Starting with the line that contains "Can you spot the silver", return every line through the end of the listing below exactly as written. Omit the pictures.
- Opening Delimiter -
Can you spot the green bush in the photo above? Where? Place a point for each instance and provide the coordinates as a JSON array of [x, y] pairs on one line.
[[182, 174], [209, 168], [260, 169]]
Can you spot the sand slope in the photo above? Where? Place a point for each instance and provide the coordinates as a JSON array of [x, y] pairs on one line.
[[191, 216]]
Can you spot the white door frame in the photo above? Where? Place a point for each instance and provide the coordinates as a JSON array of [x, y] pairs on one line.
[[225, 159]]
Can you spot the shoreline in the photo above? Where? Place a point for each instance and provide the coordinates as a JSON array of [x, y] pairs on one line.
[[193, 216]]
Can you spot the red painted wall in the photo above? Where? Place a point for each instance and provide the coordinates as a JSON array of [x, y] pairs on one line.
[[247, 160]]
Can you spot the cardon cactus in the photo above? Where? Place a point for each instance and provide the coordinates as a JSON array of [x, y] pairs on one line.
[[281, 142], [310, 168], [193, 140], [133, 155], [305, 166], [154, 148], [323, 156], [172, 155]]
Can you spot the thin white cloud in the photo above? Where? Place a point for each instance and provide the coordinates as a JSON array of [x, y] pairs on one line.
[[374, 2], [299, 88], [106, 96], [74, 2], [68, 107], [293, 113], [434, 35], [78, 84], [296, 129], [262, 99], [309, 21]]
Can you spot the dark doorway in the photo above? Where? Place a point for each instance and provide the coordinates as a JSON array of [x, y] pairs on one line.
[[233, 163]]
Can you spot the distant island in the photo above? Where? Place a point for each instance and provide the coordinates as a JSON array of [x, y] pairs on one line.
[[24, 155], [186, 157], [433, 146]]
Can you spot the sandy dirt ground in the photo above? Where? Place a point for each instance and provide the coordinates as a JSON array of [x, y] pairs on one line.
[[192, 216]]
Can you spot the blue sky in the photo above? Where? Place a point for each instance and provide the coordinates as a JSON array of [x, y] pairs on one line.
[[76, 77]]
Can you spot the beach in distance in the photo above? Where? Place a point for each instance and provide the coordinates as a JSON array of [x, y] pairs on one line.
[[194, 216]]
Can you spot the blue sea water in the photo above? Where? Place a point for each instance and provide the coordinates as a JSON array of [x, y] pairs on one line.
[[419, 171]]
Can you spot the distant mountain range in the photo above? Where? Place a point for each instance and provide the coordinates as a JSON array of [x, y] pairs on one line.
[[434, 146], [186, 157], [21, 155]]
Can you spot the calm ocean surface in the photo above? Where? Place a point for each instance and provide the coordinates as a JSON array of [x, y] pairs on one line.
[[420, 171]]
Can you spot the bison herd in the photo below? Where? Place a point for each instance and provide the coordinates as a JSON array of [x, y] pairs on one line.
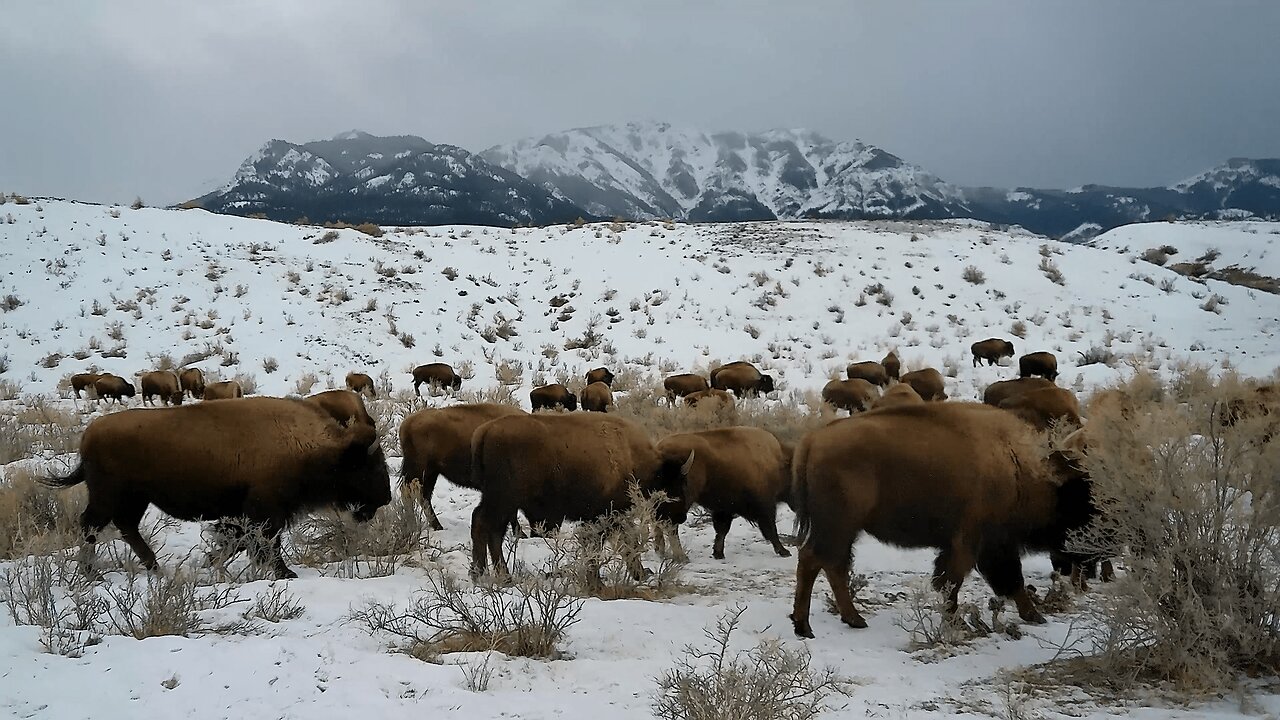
[[972, 479]]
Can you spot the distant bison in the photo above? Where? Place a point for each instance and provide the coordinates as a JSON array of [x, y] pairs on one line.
[[435, 374], [741, 378], [264, 459], [548, 397], [965, 478], [736, 472], [1043, 364], [682, 384], [437, 441], [597, 397], [991, 350], [855, 395], [927, 383], [361, 383], [163, 383]]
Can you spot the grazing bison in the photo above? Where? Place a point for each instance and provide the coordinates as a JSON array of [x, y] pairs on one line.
[[991, 350], [927, 383], [264, 459], [361, 383], [855, 395], [897, 395], [1043, 364], [343, 405], [562, 466], [163, 383], [548, 397], [192, 381], [435, 374], [735, 472], [965, 478], [682, 384], [741, 378], [437, 441], [868, 370], [114, 387], [597, 397], [599, 376], [225, 390]]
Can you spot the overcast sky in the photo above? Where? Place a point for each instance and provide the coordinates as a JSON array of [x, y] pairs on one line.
[[106, 101]]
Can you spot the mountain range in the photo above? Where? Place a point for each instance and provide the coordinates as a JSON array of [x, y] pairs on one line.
[[647, 171]]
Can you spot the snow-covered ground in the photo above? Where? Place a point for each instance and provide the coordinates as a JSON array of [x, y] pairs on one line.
[[796, 297]]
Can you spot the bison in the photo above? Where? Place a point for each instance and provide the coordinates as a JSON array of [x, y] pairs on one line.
[[562, 466], [855, 395], [682, 384], [437, 441], [991, 350], [965, 478], [163, 383], [927, 383], [361, 383], [435, 374], [225, 390], [1043, 364], [264, 460], [735, 472], [192, 381], [552, 396], [741, 378]]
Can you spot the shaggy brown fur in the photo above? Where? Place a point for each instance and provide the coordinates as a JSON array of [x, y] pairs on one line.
[[965, 478], [561, 466], [548, 397], [741, 378], [868, 370], [991, 350], [855, 395], [435, 374], [264, 459], [1043, 364], [927, 383], [361, 383], [437, 441], [736, 472], [597, 397], [225, 390], [163, 383]]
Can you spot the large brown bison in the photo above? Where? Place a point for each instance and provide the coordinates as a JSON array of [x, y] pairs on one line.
[[562, 466], [855, 395], [599, 376], [868, 370], [163, 383], [343, 405], [927, 383], [548, 397], [682, 384], [225, 390], [1043, 364], [361, 383], [736, 472], [597, 397], [991, 350], [192, 381], [741, 378], [435, 374], [437, 441], [263, 460], [965, 478], [114, 387]]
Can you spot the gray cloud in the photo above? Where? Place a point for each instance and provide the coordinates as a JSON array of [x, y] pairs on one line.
[[110, 100]]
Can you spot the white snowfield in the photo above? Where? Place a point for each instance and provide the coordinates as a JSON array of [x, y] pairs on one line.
[[795, 297]]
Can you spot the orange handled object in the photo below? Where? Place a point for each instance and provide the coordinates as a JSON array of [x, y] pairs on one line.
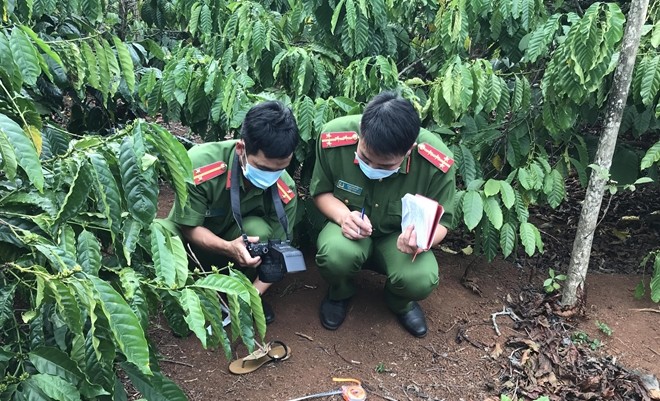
[[351, 392]]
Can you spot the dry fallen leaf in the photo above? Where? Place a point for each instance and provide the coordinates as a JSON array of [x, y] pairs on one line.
[[497, 351]]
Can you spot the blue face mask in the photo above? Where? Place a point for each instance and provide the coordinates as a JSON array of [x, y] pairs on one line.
[[374, 173], [259, 178]]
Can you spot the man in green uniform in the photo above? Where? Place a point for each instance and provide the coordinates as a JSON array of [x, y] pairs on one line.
[[269, 136], [364, 166]]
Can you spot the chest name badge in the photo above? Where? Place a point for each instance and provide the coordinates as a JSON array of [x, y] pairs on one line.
[[348, 187]]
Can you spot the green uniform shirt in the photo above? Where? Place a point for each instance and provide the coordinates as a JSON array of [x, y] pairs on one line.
[[209, 201], [337, 171]]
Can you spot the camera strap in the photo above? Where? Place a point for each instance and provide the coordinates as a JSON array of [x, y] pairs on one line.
[[235, 198]]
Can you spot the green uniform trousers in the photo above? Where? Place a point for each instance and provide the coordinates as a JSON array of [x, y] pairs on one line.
[[339, 260], [254, 227]]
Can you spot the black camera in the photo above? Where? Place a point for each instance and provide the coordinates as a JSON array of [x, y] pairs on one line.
[[277, 258]]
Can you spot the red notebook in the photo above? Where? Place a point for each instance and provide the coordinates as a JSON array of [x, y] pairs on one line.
[[424, 214]]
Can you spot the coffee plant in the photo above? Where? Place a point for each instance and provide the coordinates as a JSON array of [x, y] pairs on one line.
[[516, 87]]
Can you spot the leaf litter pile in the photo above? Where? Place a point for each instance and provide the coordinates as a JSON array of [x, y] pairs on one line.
[[548, 359]]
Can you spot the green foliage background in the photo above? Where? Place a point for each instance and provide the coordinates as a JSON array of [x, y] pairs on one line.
[[517, 88]]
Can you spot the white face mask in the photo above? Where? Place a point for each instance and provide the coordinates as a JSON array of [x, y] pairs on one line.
[[374, 173], [260, 178]]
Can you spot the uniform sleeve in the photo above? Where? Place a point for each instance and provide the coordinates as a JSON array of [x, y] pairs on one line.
[[194, 213], [443, 189], [321, 176]]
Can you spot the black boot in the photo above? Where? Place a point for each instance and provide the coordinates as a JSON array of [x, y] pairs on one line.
[[333, 312], [269, 315], [414, 321]]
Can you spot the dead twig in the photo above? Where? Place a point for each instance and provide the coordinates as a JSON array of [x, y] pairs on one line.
[[177, 363], [371, 390], [403, 387], [352, 362], [462, 336], [304, 336], [646, 310], [505, 311]]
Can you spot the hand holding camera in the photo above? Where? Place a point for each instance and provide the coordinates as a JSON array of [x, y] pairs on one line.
[[277, 258]]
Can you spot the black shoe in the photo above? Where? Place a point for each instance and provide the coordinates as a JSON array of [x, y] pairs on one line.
[[268, 312], [414, 321], [333, 312]]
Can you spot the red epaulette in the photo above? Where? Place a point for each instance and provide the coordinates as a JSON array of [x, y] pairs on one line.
[[205, 173], [286, 194], [336, 139], [436, 157]]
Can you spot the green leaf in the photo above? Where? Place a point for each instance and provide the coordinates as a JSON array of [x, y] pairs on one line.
[[176, 159], [521, 208], [193, 23], [24, 149], [162, 257], [213, 314], [113, 67], [494, 212], [351, 13], [194, 315], [255, 302], [473, 209], [467, 164], [125, 326], [9, 163], [59, 258], [131, 230], [76, 197], [651, 157], [508, 194], [541, 38], [53, 361], [55, 387], [655, 280], [107, 191], [91, 9], [25, 56], [225, 284], [6, 303], [489, 239], [492, 187], [140, 187], [104, 69], [67, 305], [650, 83], [93, 72], [335, 16], [89, 253], [557, 190], [507, 239], [206, 20], [127, 68], [305, 117], [528, 237], [154, 387], [42, 45]]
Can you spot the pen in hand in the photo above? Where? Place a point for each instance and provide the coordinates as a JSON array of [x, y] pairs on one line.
[[361, 218]]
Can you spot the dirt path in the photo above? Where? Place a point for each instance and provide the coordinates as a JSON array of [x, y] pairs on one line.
[[372, 347]]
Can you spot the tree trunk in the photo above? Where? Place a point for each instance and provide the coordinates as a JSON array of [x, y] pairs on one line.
[[577, 269]]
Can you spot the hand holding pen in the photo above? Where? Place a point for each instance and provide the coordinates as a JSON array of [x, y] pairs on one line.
[[357, 225]]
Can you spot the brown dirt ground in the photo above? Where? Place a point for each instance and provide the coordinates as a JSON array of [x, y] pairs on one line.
[[436, 367]]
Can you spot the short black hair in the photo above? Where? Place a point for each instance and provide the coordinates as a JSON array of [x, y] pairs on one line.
[[390, 125], [270, 127]]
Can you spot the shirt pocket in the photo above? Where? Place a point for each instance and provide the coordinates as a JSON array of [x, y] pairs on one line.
[[353, 201]]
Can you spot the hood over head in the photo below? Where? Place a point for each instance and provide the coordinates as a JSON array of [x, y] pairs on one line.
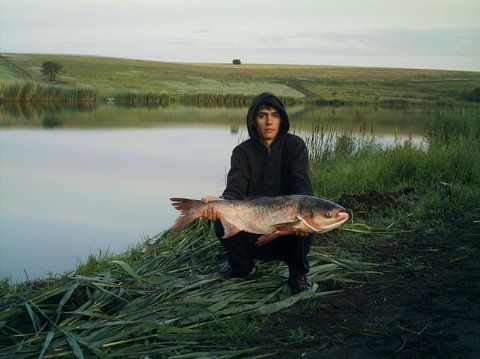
[[267, 98]]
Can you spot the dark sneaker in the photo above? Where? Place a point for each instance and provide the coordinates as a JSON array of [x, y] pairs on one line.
[[227, 274], [299, 284]]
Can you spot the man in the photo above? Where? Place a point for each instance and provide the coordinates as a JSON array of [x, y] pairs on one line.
[[272, 162]]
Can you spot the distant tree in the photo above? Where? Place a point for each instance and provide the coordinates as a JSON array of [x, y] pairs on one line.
[[51, 69]]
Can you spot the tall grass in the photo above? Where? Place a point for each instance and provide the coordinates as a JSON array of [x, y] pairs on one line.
[[347, 164], [160, 299], [35, 92], [197, 99]]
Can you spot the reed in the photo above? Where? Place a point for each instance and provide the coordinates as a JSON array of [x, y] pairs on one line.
[[28, 92], [160, 299], [350, 164]]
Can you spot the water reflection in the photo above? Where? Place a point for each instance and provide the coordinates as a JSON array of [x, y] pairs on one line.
[[79, 180]]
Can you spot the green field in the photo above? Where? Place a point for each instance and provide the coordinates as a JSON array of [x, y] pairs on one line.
[[161, 298], [113, 76]]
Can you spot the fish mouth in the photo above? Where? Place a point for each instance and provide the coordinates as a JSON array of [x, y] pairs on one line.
[[331, 226]]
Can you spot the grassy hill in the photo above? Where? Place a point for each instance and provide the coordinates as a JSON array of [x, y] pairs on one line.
[[112, 76]]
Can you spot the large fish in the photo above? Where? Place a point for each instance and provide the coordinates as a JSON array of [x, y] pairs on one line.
[[269, 216]]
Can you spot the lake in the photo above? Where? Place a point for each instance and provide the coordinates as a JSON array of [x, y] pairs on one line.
[[76, 180]]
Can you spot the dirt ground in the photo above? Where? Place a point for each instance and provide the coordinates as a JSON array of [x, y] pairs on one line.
[[426, 304]]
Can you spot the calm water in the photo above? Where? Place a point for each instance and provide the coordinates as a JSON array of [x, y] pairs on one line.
[[75, 181]]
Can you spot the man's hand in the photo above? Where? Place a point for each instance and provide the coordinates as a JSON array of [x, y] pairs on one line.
[[210, 214]]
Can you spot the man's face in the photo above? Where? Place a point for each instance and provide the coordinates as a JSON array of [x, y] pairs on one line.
[[267, 123]]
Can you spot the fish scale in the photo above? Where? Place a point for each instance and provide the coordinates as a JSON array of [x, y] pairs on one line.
[[268, 216]]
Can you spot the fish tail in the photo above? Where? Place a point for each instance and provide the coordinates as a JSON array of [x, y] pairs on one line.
[[188, 212]]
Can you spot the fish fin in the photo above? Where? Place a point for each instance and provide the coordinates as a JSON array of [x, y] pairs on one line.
[[188, 212], [264, 239], [287, 226], [249, 198], [229, 228]]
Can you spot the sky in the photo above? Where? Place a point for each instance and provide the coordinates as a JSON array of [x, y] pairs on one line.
[[432, 34]]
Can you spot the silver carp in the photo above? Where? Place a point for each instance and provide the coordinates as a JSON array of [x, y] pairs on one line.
[[269, 216]]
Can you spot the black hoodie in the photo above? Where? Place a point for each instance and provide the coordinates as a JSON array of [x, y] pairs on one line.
[[260, 171]]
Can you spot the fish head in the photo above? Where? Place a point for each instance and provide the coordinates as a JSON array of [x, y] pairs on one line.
[[322, 215]]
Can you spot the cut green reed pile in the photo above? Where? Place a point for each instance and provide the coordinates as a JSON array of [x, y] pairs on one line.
[[161, 299], [27, 91]]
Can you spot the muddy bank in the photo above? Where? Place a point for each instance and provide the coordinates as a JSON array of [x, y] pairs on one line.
[[426, 304]]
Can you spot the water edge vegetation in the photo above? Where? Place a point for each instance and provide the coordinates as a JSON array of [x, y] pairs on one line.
[[160, 298]]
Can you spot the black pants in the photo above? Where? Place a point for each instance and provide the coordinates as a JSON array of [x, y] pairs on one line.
[[242, 250]]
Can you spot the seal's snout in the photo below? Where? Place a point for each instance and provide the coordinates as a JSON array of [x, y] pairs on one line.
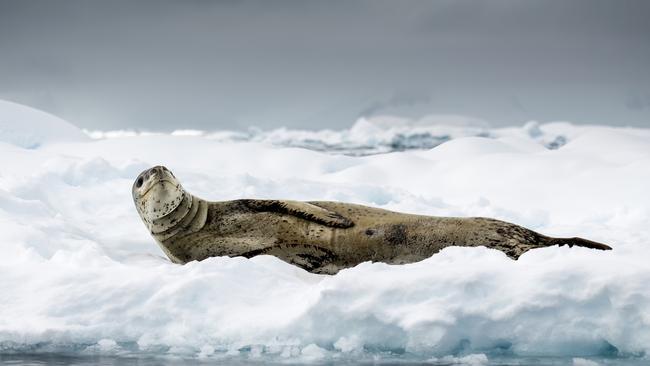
[[156, 193]]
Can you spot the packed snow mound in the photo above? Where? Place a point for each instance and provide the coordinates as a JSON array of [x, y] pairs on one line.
[[30, 128], [81, 274]]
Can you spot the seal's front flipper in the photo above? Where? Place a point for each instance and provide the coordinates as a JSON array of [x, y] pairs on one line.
[[303, 210], [308, 257]]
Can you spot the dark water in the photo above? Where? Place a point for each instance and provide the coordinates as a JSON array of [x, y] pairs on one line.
[[53, 359]]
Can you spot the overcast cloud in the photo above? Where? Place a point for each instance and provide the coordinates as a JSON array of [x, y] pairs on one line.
[[162, 65]]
- Closing Delimiter -
■ Reply to the exercise ■
Can you spot the silver carp in the photo above? Where? Place a point for each instance and provide the coordinates as a JSON array of [x, y] pairs on one line.
[[269, 216]]
Can you spot the black hoodie in the photo above? Where? Place a point for each instance and provide the coordinates as a JSON array of [x, y] pairs on one line.
[[260, 171]]
Can you spot the fish head in the photo above? Where? Place a point for each instance and provide the coordinates as a JSON array of [x, y] pairs on one line.
[[322, 215]]
Can you spot the cut green reed pile in the photo above? Where? Place a point for each instance and provide the coordinates as a JSON array of [x, y] pairs on one line.
[[161, 299], [27, 91]]
Can you spot the muddy bank in the photo above? Where? Place a point for each instance and provide the coordinates as a JSON array of [x, y] pairs on one line.
[[426, 304]]
Can you spot the water edge vegetation in the photo above? Where? Place a point for each instance and provide the coordinates as a JSON array of [x, y] pairs on one line.
[[160, 298]]
Can you spot the black pants in the photo above? Where? Place a point for each instance and provide the coordinates as a JSON array of [x, y] pairs on one line.
[[242, 250]]
Can you spot the seal's snout in the photo below? Where? Place a point for each instance and provide the coordinates as a JSON array of [x, y] pairs on one line.
[[156, 193]]
Can you spot the packed snow mound in the photo above? Where? Place a point for each instance and provide the coordinates as a JSON array of [x, y] pairs on one line.
[[30, 128], [81, 274]]
Can you spot the seal's front flipper in the photo above? Where? Place a point for each instance and provide the coordinates as a JSON array of [x, y] pairs on one line.
[[303, 210], [308, 257]]
Can you spot the dark water in the photo above? Where? Place a point for each instance and provide the coordinates as a JSON array of [x, y] pairs on one line.
[[53, 359]]
Can you spot the overcast cloud in the photo above? Where? Place a point for each instance and provide the coordinates as a JSON array of [x, y] pairs on one line.
[[162, 65]]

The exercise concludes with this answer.